The Federation of Pakistan Chambers of Commerce and Industry (FPCCI) has expressed grave concern over declining trend in exports, which have posted a downfall of around 20 percent to $1.58 billion in August 2020, startling especially for the economic managers who claimed that economy was recovering from the adverse effect of turbulent period of post-corona slowdown.
The apex trade body chief Mian Anjum Nisar said that the drop in exports during August period was really surprising, calling for out-of-the-box solutions for economic growth in these crucial times, as COVID-19 has adversely impacted the world economy as well as the Pakistan trade and industrial sectors.
According to data, Pakistan’s exports during the month of August recorded a downfall of around 20 percent in dollar terms, as compared to the same period last year. It’s amazing that the dip in Aug export figures comes after a surge in exports during July 2020, when Covid-19 restrictions were more stringently in place. In first two months of July-Aug the exports also went down by nearly 4 percent, however, country’s trade deficit contracted to $3.4 billion due to shrinking imports. The trade deficit, which stood at $3.7 billion in the comparative period of last fiscal year, shrank to $3.4 billion during July-August of 2020-21. In absolute terms, there was a reduction of $307 million or around 8 percent in trade deficit in the current fiscal year. Overall, imports dipped 6.3 percent to around $7 billion during the July-Aug.
Mian Anjum Nisar said that the flooding situation in the country, especially in Karachi, has also affected the overall industrial operations, indicating the exports volume might not begin to recover in Sept as economic activity was not expected to return to normal immediately. He said that power trippings, slowdown in business activities, delay in transportation and hampering of port operations were some of the issues faced by the exporters due to the unprecedented rains across the country.
The FPCCI President said that besides liquidity problems and issues of increasing cost, the rains and subsequent urban flooding also caused a significant damage to the infrastructure, disrupting the supply chain and affecting industrial operations.

Dataset entries ::
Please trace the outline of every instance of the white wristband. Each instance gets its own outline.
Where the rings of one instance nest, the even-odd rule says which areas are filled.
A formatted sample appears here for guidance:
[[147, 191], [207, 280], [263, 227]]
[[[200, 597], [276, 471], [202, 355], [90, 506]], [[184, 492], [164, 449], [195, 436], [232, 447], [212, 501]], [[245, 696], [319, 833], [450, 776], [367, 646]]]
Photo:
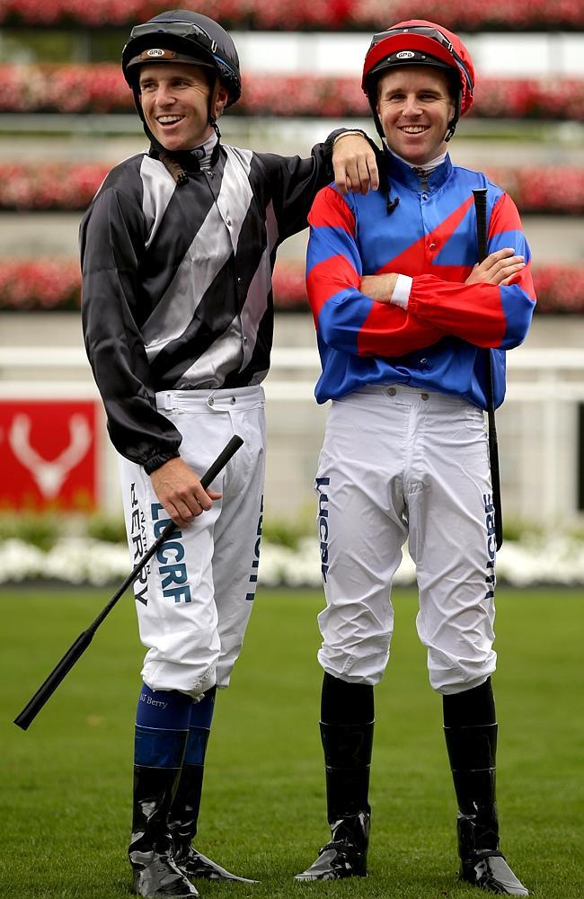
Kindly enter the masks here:
[[341, 140], [341, 138], [346, 138], [348, 134], [358, 134], [359, 137], [361, 137], [361, 138], [365, 137], [365, 135], [363, 134], [363, 132], [358, 130], [357, 129], [347, 129], [347, 130], [343, 131], [342, 134], [338, 134], [336, 136], [336, 138], [332, 141], [332, 146], [334, 147], [334, 145], [336, 144], [337, 140]]
[[401, 306], [403, 309], [407, 309], [410, 291], [411, 290], [411, 278], [409, 275], [398, 275], [395, 287], [390, 300], [392, 306]]

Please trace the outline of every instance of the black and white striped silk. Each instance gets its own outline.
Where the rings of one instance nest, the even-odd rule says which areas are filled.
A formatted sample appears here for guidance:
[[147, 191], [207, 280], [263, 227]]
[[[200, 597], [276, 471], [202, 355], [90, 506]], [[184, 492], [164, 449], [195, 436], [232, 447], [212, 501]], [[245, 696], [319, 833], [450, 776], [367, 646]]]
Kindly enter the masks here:
[[110, 173], [81, 224], [88, 356], [118, 450], [146, 470], [177, 454], [156, 411], [164, 389], [259, 384], [270, 367], [278, 245], [306, 226], [332, 177], [332, 142], [311, 157], [221, 146], [177, 186], [155, 156]]

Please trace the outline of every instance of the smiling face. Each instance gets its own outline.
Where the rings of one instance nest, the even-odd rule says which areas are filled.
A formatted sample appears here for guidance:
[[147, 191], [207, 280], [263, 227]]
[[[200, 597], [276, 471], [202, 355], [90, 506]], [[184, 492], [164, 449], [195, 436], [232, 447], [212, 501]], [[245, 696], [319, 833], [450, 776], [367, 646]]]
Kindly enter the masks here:
[[[213, 133], [208, 120], [209, 69], [190, 63], [155, 63], [140, 69], [140, 102], [144, 118], [156, 140], [167, 150], [192, 150]], [[216, 116], [227, 102], [219, 88]]]
[[455, 104], [446, 71], [433, 66], [390, 69], [377, 85], [377, 115], [387, 145], [412, 165], [445, 153]]

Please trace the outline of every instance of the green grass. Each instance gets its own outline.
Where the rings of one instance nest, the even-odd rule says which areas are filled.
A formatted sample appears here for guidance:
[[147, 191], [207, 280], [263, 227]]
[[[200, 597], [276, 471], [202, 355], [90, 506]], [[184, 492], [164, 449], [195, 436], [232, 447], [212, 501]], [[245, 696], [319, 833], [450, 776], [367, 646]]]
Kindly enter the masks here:
[[[142, 647], [126, 597], [27, 733], [11, 722], [104, 605], [99, 592], [0, 592], [0, 899], [119, 899], [129, 884], [133, 717]], [[317, 593], [260, 592], [217, 700], [198, 844], [254, 886], [203, 896], [463, 899], [441, 704], [428, 685], [411, 592], [376, 690], [370, 877], [296, 884], [326, 839], [318, 737]], [[584, 594], [499, 592], [502, 845], [541, 899], [580, 899]]]

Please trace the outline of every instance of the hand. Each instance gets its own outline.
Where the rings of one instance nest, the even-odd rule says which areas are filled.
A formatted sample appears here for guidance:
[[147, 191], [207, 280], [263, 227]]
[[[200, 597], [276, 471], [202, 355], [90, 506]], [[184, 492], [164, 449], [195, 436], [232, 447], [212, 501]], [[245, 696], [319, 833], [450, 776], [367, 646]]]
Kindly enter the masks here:
[[525, 269], [525, 256], [516, 256], [511, 246], [491, 253], [484, 262], [474, 266], [465, 284], [510, 284], [518, 271]]
[[362, 134], [342, 134], [332, 147], [332, 167], [339, 192], [367, 193], [379, 187], [373, 147]]
[[364, 275], [361, 278], [360, 291], [379, 303], [391, 303], [397, 275], [388, 272], [385, 275]]
[[177, 528], [186, 528], [193, 518], [211, 508], [221, 494], [204, 490], [192, 468], [180, 457], [171, 458], [150, 475], [152, 486]]

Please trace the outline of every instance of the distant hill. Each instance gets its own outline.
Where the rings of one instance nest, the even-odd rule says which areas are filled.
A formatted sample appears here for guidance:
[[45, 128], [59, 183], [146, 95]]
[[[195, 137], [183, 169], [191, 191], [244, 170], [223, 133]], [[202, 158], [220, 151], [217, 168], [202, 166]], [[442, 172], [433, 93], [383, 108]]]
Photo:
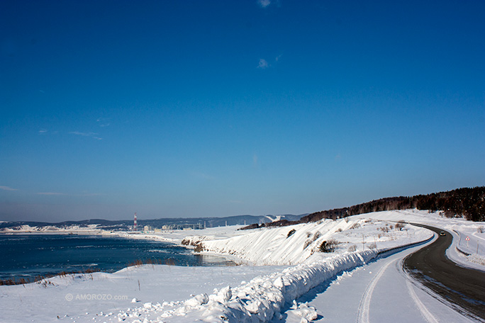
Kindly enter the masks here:
[[[191, 227], [201, 229], [204, 227], [222, 227], [224, 225], [245, 225], [251, 224], [263, 224], [272, 221], [286, 220], [298, 221], [301, 217], [308, 215], [235, 215], [225, 217], [165, 217], [152, 220], [138, 220], [138, 227], [143, 229], [145, 225], [152, 228], [162, 229], [164, 226], [167, 229], [184, 229]], [[4, 228], [20, 227], [28, 225], [32, 227], [52, 227], [67, 229], [72, 227], [87, 227], [90, 225], [96, 225], [96, 229], [106, 230], [130, 230], [133, 228], [133, 220], [108, 220], [103, 219], [84, 220], [82, 221], [65, 221], [56, 223], [43, 222], [0, 222], [0, 231]]]

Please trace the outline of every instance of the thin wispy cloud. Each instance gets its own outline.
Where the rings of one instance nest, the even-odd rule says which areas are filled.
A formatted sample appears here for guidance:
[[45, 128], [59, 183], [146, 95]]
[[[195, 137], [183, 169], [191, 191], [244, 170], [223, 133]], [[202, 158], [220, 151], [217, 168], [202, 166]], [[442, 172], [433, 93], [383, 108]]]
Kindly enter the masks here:
[[264, 60], [263, 58], [260, 59], [260, 63], [257, 64], [258, 69], [267, 69], [269, 67], [269, 64], [266, 61], [266, 60]]
[[194, 171], [192, 173], [192, 174], [194, 175], [194, 177], [196, 177], [198, 178], [208, 179], [208, 180], [213, 180], [213, 179], [216, 178], [212, 175], [209, 175], [206, 173], [203, 173], [201, 171]]
[[81, 194], [68, 194], [67, 193], [61, 192], [39, 192], [36, 193], [37, 195], [42, 196], [100, 196], [104, 194], [100, 193], [83, 193]]
[[266, 8], [271, 4], [271, 0], [257, 0], [257, 4], [261, 8]]
[[89, 137], [97, 140], [103, 140], [103, 138], [98, 137], [98, 134], [96, 132], [81, 132], [80, 131], [71, 131], [69, 133], [70, 133], [71, 135], [76, 135], [78, 136]]
[[65, 193], [59, 192], [39, 192], [38, 195], [45, 195], [45, 196], [67, 196]]
[[109, 119], [106, 118], [98, 118], [96, 122], [98, 123], [98, 125], [101, 128], [108, 127], [111, 125]]

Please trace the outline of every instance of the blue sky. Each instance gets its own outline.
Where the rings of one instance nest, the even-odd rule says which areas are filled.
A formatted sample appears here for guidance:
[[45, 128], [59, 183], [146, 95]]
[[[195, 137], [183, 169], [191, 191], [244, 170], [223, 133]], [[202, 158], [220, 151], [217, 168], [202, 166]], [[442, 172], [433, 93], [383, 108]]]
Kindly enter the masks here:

Work instruction ::
In the article on Pakistan's exports, what was the country's trade deficit during July-August of 2020-21? The lines here are separate material, unrelated to the article on Pakistan's exports.

Output below ::
It shrank to $3.4 billion.